= Auszug aus der Quelle =
──────
Haeckel, Ernst

Ernst Haeckel an Thoma Henry Huxley, Jena, 27. Januar 1868

Jena 27 Januar 1868

Mein lieber Huxley!

Schon seit mehreren Monaten habe ich jede Woche den Wunsch und die Absicht gehabt, Ihnen zu schreiben. Sie wissen aber selbst, welchen Kampf um das Dasein jeder Brief eines· Naturforschers mit seinen übrigen Arbeiten zu bestehen hat. So giebt mir denn erst Ihr letzter Brief, den ich vorgestern erhielt, Veranlassung, Ihnen endlich wirklich zu schreiben.

Was nun zunächst Ihr freundliches Anerbieten mit den „Philosophical Transactions“ betrifft, so nehmen wir dasselbe mit dem grössten Danke an. Zufällig trifft es sich, dass ich gerade in diesem Jahre Präsident der medicinisch-naturwissenschaftlichen Gesellschaft zu Jena bin. Da ich nicht weiss, ob Sie von unserer Gesellschaft etwas Näheres wissen, so || sende ich Ihnen beifolgend die Statuten derselben und bemerke dazu, dass alle Schriften, welche dieselbe erhält, Eigenthum der Universitäts-Bibliothek werden. Natürlich würde es uns höchst erwünscht sein, wenn wir auch von den früheren Jahrgängen der Philosophical Transactions eine Reihe erhalten könnten, da die Universitäts-Bibliothek, aus Mangel an Mitteln, Nichts davon angekauft hat, und keinen Band davon besitzt. Die Royal Society hat uns im vorletzten Jahr (1866) ihre Proceedings (vol. 13–15) und einen Band der Transactions (vol. 156 p I+II) geschickt, wie ich glaube durch Vermittelung von Hoffmann unda Frankland. Es wäre vielleicht gut, wenn Sie mit diesem darüber sprächen. Natürlich werden wir Ihnen regelmäßig unsere Zeitschrift zusenden, wie dies bereits mit den drei ersten Bänden (1864–67) geschehen ist. Es sind darin unter Anderen || Gegenbaur’s Abhandlungen über Episternum, Knochengewebe, Herz, Wirbelsäule des Lepidosteus etc., sowie meine Arbeiten über Corycaeiden und Geryoniden.
──────
= Die Daten =
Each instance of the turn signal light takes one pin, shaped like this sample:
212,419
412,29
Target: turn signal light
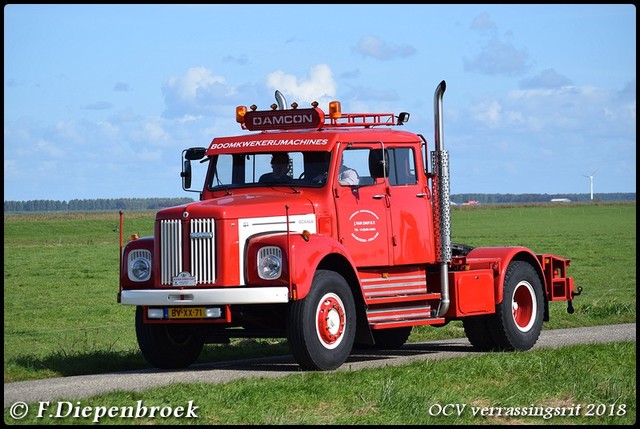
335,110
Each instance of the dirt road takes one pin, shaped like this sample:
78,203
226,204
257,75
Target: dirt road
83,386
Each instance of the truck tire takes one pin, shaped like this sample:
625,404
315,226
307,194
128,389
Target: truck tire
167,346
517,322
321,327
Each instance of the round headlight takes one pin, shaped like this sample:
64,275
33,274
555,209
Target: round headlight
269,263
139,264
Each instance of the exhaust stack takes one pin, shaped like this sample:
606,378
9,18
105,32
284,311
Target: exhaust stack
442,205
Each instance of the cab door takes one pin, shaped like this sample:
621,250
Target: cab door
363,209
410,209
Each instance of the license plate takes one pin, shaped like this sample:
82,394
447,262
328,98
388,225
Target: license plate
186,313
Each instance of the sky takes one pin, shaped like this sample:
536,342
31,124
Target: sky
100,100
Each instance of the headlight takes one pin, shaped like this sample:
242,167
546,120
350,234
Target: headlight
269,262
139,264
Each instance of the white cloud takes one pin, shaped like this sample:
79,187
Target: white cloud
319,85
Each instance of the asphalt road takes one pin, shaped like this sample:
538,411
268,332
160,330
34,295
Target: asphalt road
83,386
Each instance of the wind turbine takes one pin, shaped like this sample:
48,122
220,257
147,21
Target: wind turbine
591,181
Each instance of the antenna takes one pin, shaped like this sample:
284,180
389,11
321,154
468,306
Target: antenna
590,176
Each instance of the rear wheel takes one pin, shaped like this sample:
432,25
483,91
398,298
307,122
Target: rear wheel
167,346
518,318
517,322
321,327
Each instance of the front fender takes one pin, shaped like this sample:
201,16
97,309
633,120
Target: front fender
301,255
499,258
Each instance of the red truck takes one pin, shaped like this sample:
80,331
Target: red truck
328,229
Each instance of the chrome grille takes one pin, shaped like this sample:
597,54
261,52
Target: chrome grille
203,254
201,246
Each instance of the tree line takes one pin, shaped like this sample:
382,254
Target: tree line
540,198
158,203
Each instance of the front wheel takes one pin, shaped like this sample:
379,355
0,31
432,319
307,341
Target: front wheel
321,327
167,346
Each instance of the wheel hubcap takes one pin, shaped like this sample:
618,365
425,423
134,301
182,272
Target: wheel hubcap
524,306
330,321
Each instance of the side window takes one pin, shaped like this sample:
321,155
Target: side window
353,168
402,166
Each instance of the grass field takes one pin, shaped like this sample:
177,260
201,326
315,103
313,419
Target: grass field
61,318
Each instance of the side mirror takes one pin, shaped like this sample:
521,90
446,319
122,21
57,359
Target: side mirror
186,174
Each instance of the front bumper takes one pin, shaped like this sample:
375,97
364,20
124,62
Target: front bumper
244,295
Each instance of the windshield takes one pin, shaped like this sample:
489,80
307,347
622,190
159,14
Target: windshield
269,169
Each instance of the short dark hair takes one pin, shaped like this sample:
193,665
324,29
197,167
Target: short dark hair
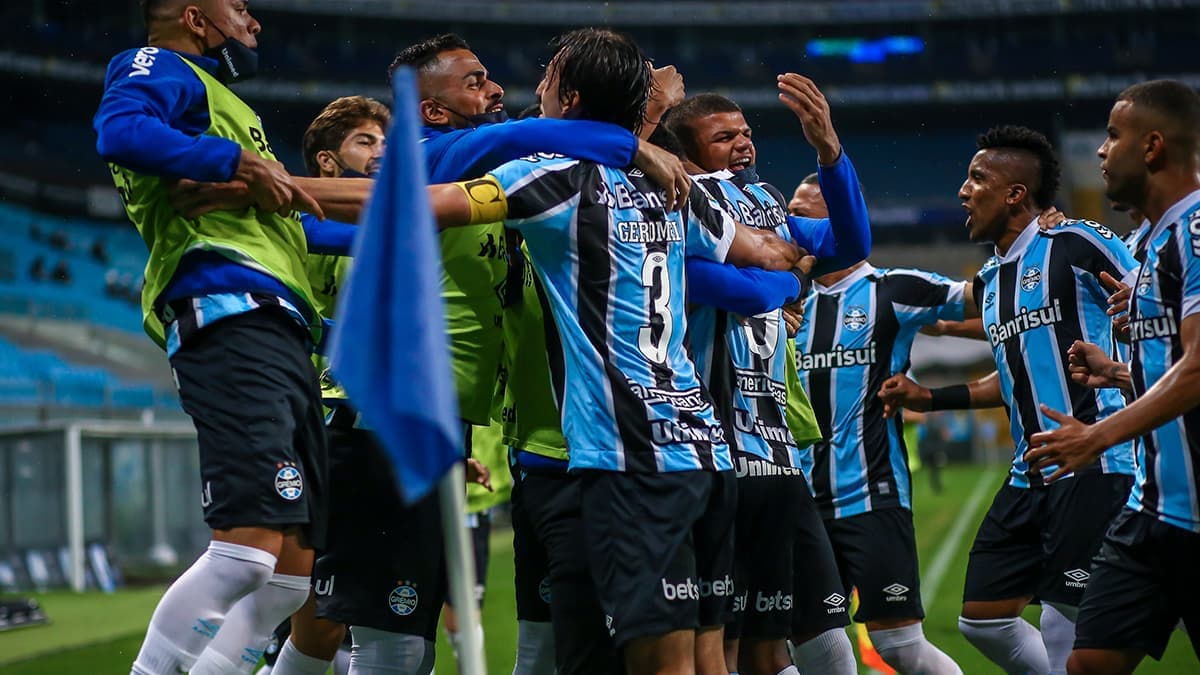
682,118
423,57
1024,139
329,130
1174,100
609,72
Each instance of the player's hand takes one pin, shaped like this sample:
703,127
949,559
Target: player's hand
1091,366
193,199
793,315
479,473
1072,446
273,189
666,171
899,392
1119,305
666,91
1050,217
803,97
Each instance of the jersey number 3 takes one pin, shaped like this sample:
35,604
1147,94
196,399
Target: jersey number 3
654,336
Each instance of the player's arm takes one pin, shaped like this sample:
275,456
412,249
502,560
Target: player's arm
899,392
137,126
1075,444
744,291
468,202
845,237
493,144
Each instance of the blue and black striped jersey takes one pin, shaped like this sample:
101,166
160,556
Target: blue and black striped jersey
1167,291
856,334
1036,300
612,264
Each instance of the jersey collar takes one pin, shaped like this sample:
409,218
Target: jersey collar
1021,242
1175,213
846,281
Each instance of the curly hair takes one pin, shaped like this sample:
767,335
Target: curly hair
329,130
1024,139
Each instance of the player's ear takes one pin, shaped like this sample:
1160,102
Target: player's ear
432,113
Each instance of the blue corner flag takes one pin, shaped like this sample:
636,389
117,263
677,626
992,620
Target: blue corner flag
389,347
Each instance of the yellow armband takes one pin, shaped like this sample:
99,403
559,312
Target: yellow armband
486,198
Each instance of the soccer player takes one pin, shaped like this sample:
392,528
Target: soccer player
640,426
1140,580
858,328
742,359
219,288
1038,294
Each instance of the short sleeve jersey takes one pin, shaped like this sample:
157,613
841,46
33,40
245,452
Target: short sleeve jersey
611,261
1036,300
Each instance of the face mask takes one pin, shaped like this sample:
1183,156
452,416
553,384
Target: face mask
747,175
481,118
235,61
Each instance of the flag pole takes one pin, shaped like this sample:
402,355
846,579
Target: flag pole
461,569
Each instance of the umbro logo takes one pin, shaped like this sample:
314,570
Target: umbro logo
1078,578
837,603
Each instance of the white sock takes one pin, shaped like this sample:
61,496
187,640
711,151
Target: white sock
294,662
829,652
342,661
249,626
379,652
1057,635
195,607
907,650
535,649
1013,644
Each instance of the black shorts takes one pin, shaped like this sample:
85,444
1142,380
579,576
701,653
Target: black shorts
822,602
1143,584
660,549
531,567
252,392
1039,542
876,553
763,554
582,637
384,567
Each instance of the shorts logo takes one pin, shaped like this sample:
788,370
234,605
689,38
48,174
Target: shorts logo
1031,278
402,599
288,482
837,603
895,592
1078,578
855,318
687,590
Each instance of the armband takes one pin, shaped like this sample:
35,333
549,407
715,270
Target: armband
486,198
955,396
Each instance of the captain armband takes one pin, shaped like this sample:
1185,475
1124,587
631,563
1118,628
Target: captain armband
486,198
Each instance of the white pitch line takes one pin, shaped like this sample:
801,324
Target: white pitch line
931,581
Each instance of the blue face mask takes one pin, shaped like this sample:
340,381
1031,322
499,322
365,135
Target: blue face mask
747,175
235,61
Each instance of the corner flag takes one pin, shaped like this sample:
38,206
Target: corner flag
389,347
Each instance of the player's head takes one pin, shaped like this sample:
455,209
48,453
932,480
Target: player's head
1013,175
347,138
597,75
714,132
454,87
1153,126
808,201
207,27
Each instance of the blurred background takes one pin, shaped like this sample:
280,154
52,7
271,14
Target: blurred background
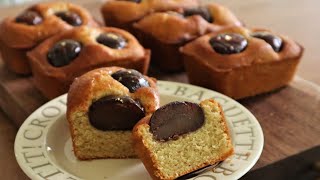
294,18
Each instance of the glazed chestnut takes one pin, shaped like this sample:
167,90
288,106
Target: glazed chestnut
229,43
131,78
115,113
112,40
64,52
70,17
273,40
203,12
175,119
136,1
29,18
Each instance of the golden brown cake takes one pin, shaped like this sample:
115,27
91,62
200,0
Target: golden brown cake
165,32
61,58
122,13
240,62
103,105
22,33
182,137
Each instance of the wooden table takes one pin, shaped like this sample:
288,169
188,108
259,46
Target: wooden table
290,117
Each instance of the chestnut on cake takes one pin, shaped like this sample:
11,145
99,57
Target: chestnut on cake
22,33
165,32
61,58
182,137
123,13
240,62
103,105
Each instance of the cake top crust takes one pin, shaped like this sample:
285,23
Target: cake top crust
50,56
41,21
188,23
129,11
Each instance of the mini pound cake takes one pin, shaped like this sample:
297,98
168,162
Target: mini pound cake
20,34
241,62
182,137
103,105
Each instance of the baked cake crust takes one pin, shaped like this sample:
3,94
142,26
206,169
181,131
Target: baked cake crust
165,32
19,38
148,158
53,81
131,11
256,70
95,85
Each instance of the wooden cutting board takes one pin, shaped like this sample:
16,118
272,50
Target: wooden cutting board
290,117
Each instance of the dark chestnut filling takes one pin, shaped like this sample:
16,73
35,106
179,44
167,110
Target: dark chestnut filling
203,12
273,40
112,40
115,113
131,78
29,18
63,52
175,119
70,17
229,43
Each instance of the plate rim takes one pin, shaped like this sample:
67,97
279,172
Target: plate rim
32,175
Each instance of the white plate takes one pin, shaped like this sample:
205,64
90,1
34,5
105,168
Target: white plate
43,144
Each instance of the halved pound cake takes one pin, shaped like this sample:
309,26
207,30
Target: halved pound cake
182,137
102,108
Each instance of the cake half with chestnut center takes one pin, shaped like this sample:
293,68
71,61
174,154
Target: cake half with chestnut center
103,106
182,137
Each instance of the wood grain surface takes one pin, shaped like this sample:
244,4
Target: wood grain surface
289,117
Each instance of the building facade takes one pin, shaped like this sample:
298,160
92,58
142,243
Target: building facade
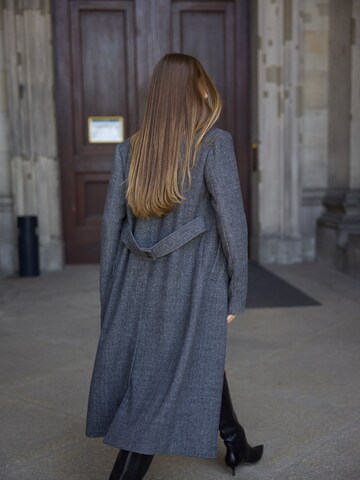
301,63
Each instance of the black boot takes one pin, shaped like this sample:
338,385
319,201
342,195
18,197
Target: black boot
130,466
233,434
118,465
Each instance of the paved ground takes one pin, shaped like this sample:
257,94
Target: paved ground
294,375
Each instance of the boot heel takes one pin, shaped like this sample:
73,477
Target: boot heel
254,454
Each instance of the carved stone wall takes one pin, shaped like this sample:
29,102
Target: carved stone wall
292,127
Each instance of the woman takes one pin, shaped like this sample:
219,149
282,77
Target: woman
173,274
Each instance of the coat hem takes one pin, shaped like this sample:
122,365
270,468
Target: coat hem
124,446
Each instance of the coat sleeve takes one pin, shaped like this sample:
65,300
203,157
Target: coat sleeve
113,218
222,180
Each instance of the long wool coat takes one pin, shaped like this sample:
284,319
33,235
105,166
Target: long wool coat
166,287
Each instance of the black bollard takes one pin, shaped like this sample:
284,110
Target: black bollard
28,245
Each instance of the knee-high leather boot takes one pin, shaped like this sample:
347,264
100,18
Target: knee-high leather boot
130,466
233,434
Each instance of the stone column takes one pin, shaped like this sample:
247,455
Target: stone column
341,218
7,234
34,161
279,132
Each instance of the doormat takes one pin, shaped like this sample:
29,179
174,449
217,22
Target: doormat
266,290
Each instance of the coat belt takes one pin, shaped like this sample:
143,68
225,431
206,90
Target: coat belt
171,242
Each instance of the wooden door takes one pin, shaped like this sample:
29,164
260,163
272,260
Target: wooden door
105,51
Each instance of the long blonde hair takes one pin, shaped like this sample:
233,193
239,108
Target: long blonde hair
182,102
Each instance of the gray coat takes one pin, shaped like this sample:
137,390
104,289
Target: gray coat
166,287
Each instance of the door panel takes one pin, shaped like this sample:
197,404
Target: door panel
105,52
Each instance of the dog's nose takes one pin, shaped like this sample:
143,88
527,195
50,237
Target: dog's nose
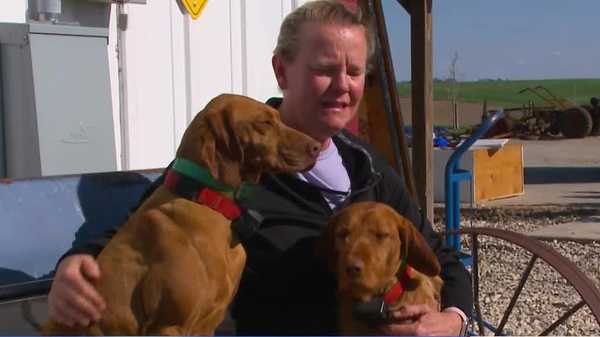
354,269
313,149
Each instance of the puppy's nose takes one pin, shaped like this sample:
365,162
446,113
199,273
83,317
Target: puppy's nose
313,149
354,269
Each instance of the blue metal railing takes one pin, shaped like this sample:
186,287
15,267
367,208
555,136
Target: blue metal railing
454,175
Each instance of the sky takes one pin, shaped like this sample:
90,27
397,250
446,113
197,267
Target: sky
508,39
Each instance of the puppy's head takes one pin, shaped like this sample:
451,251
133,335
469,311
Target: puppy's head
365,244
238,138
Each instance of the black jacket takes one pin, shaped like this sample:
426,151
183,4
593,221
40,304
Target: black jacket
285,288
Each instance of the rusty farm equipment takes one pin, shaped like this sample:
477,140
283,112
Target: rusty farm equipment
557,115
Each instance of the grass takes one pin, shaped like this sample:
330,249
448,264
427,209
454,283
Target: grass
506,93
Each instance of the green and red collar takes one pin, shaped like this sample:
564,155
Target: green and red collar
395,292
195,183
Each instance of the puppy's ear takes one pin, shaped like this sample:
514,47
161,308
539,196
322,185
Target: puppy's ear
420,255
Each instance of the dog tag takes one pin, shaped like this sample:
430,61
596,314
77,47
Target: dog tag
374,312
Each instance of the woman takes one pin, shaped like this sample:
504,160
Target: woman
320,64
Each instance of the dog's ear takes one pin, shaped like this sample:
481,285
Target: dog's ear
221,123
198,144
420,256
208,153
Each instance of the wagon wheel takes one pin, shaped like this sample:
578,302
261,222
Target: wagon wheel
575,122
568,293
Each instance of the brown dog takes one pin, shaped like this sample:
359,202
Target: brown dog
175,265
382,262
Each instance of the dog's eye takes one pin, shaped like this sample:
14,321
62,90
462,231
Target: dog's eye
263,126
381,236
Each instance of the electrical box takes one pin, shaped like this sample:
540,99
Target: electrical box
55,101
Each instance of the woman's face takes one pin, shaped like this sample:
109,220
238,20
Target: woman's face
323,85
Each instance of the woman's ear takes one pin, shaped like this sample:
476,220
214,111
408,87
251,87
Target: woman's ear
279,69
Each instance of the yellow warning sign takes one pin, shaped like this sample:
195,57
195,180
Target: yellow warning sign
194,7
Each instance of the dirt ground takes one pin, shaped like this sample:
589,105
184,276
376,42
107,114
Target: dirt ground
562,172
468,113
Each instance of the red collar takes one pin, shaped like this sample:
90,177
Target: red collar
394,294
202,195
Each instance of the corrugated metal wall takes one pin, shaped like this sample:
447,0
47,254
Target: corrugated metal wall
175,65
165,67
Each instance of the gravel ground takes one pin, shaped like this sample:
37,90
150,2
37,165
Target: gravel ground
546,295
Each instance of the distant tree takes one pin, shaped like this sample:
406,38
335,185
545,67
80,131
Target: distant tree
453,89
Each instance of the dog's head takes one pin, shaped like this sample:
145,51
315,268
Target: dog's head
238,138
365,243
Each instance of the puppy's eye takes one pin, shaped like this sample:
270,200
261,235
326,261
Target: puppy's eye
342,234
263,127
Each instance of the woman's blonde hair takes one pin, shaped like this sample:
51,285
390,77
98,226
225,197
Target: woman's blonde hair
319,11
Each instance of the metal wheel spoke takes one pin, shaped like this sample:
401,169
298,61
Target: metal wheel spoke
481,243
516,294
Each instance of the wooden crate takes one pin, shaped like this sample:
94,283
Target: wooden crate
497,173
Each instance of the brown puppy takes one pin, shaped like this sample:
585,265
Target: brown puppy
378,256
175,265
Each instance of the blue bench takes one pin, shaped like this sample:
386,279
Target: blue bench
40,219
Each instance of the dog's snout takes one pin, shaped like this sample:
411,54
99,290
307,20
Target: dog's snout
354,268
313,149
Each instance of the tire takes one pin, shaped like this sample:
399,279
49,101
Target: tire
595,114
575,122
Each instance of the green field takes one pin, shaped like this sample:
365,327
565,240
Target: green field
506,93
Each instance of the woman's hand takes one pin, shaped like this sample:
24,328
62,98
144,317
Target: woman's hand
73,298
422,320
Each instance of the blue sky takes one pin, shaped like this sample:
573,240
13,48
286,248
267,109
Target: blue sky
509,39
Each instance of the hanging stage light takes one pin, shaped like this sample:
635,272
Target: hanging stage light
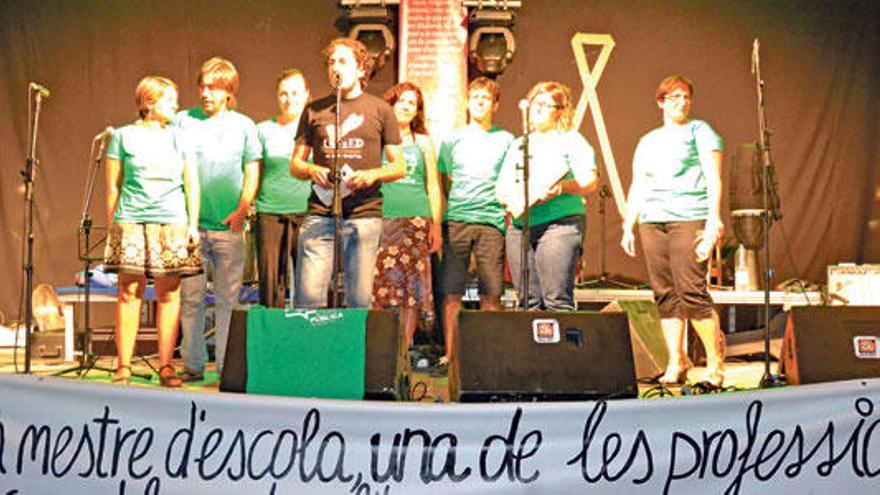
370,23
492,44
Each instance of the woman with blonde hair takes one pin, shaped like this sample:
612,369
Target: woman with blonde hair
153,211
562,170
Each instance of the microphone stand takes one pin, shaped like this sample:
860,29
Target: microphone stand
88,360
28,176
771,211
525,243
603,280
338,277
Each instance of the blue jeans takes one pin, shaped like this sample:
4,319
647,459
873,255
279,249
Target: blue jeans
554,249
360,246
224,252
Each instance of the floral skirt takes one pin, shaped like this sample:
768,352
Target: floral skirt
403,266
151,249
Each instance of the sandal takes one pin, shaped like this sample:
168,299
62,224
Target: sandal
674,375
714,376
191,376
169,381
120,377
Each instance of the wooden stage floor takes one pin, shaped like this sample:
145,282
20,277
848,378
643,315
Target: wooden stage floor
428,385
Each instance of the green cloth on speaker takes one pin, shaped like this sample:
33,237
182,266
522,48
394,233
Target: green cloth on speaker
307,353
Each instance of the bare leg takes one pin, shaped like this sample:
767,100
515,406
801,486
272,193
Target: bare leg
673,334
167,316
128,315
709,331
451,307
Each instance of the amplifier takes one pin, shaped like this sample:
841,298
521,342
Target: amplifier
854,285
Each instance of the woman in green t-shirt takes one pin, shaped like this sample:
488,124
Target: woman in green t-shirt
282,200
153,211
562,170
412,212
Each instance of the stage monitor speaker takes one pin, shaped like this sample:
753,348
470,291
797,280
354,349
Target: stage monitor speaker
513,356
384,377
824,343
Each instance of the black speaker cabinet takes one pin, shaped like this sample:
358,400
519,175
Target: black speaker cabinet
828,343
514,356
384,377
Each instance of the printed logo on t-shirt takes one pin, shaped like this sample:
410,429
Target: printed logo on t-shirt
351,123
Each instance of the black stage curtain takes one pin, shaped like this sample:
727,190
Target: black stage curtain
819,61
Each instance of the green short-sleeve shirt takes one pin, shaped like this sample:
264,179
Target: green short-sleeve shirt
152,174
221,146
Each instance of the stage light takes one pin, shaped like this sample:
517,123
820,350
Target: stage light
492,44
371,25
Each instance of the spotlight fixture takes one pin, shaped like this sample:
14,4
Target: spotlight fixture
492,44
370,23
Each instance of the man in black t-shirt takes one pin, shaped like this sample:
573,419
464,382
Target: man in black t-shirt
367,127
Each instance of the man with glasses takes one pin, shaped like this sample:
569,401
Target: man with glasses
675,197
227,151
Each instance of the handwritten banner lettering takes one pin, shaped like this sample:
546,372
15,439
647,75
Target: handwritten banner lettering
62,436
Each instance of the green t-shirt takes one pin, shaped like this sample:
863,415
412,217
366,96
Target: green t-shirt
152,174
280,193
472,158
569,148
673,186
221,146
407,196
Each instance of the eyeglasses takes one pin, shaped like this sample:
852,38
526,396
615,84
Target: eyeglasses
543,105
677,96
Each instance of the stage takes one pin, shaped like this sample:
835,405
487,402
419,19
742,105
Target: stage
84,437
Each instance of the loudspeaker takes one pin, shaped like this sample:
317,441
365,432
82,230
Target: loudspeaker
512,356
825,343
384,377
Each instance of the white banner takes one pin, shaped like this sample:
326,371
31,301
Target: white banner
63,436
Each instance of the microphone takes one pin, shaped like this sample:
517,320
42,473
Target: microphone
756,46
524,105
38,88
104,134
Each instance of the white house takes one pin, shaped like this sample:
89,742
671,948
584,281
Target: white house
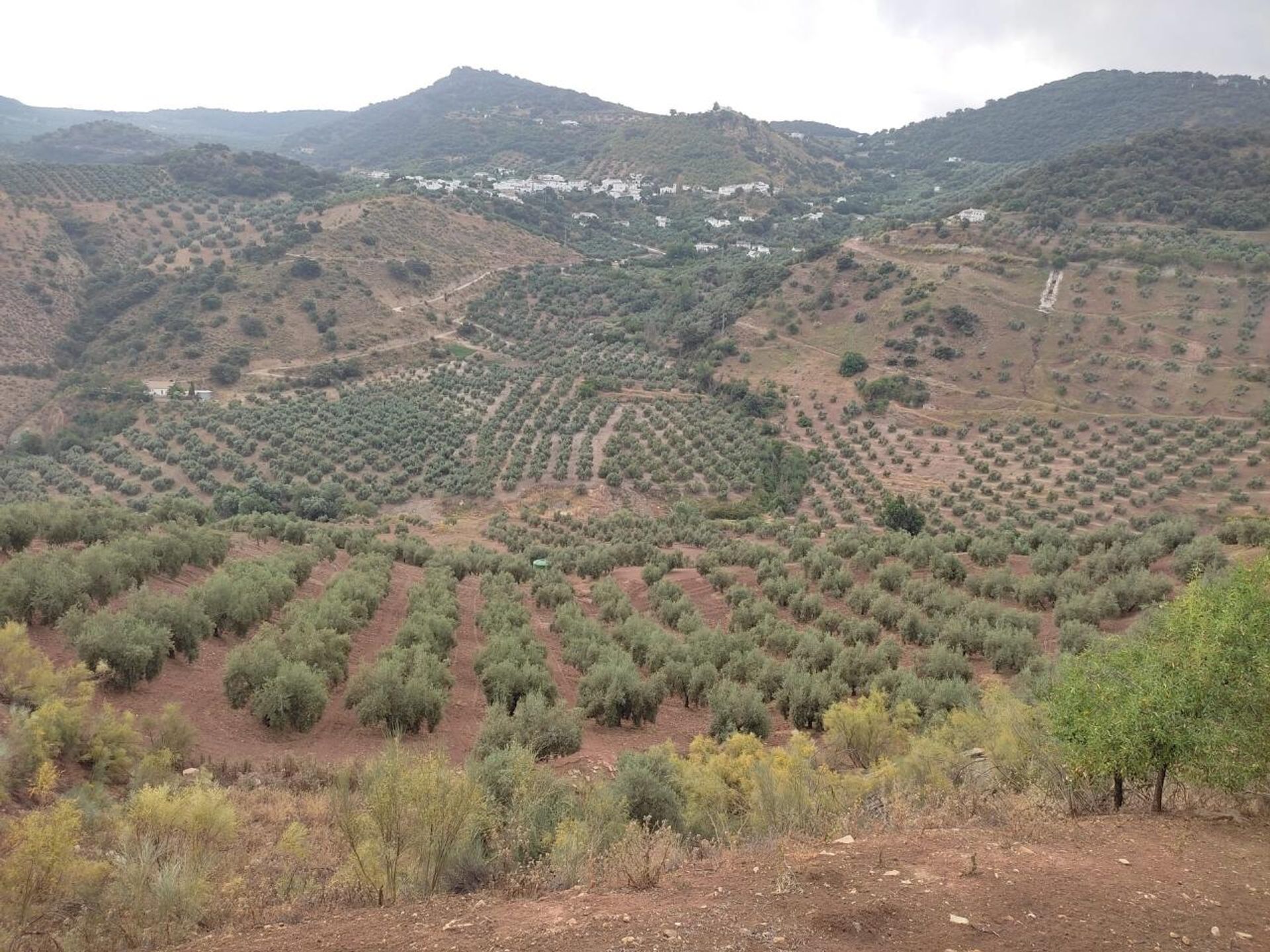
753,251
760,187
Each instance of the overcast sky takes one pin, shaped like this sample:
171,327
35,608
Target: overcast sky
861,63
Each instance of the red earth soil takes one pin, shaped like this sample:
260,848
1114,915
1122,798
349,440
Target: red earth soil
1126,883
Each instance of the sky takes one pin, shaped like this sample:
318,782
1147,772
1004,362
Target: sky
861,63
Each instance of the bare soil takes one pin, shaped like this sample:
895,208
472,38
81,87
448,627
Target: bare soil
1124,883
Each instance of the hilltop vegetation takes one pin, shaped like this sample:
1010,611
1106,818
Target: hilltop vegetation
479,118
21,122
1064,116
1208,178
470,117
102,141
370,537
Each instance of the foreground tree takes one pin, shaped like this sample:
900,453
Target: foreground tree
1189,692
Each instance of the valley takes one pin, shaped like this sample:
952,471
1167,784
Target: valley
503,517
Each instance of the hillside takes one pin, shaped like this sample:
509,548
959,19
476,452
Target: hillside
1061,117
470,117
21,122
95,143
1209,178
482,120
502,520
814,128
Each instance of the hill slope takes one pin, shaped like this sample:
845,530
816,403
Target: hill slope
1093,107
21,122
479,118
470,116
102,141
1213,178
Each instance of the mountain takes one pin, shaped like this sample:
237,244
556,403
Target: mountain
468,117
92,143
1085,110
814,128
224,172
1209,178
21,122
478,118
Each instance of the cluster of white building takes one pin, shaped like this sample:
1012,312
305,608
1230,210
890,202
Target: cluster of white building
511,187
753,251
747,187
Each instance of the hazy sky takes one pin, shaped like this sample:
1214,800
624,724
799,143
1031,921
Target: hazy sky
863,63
──────
= Deine Aufgabe =
Schreib aus dem Brief an Huxley den Abschnitt ab, der mit den Worten „Ernst Haeckel an“ anfängt und mit „wirklich zu schreiben.“ aufhört.

= Die Lösung =
Ernst Haeckel an Thoma Henry Huxley, Jena, 27. Januar 1868

Jena 27 Januar 1868

Mein lieber Huxley!

Schon seit mehreren Monaten habe ich jede Woche den Wunsch und die Absicht gehabt, Ihnen zu schreiben. Sie wissen aber selbst, welchen Kampf um das Dasein jeder Brief eines· Naturforschers mit seinen übrigen Arbeiten zu bestehen hat. So giebt mir denn erst Ihr letzter Brief, den ich vorgestern erhielt, Veranlassung, Ihnen endlich wirklich zu schreiben.